### [Written request]
Reproduce all of the data below word for word, leaving out the pictures.

### [Excerpts from a segmentation dataset]
==============================

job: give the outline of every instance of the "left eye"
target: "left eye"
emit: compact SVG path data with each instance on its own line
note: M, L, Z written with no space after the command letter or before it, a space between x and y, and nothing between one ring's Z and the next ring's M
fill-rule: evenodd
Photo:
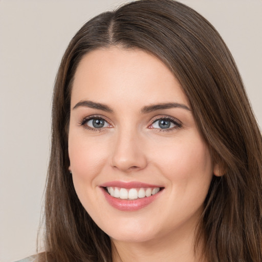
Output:
M152 126L154 128L167 129L174 127L176 126L173 121L168 119L159 119L152 124Z
M88 121L85 124L92 128L102 128L110 126L105 120L101 118L92 118Z

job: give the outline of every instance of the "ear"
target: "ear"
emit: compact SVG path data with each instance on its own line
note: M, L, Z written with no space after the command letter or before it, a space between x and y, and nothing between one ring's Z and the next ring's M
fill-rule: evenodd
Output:
M220 165L218 163L215 164L213 169L213 173L216 177L222 177L224 176L223 168L222 166Z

==============================

### [Reply]
job: give the outline of every instance of the "left eye"
target: "left eye"
emit: compact SVG path data with each instance on its own line
note: M, L, Z written with no space after the command letter or before it, a space between x and y, and nothing between one ring's Z and the next ring's M
fill-rule: evenodd
Photo:
Output:
M152 126L154 128L167 129L174 127L176 126L173 121L168 119L159 119L152 124Z
M88 121L85 124L92 128L102 128L110 126L105 120L101 118L92 118Z

job: give the outline of every instance of the "ear"
target: "ear"
emit: compact SVG path data with each instance on its own line
note: M, L, Z written with no space after the command letter or before it, a space between x and y, and nothing between one ring's Z and the next ring's M
fill-rule: evenodd
Output:
M220 165L218 163L215 164L213 169L213 173L216 177L222 177L224 176L223 168L222 166Z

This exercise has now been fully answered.